Task details: Rewrite the rows below, changing every "tall tree" to "large tree" and leaving everything else as it is.

[Excerpts of pointing data]
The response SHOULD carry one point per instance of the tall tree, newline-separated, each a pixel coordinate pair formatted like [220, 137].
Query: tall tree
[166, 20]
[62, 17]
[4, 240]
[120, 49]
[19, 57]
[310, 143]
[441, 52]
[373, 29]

Exercise result:
The response SHOULD carry one point per instance of the large tree, newline-separated, each a pixel coordinate pair formatted like [220, 137].
Query: large tree
[166, 20]
[62, 17]
[4, 240]
[120, 49]
[19, 57]
[310, 143]
[441, 52]
[373, 29]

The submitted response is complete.